■ **Directions for this task**
Rewrite the records below, switching every "perfect" to "ideal" and leaving everything else unchanged.

■ **Given data**

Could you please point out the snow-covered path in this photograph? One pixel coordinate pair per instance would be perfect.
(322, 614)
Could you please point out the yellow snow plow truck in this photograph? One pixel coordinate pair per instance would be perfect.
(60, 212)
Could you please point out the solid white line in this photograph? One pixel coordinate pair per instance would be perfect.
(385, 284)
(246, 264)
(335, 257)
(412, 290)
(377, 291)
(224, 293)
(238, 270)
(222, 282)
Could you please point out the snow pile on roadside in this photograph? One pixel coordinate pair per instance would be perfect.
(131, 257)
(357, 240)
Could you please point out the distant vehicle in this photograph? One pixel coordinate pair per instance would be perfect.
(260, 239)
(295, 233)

■ **Exercise result**
Could you please point out the snow-covered path in this photograph? One pixel coordinate pair per instance would be ideal.
(322, 614)
Could you please point out the yellow snow plow truck in this photograph? One pixel coordinate pair per instance would be ideal.
(60, 212)
Could you please point out the solid white line in this photograph? One pixel coordinate pair per instance would be ideal.
(385, 284)
(246, 264)
(335, 257)
(412, 290)
(377, 291)
(224, 293)
(238, 270)
(222, 282)
Could you please point out the snow pile on roadside in this photograph? One pixel coordinate pair per instance would be ideal.
(131, 257)
(357, 240)
Could you please point out the distant vehicle in this photograph? One pixel coordinate pair per instance would be ideal.
(260, 239)
(295, 233)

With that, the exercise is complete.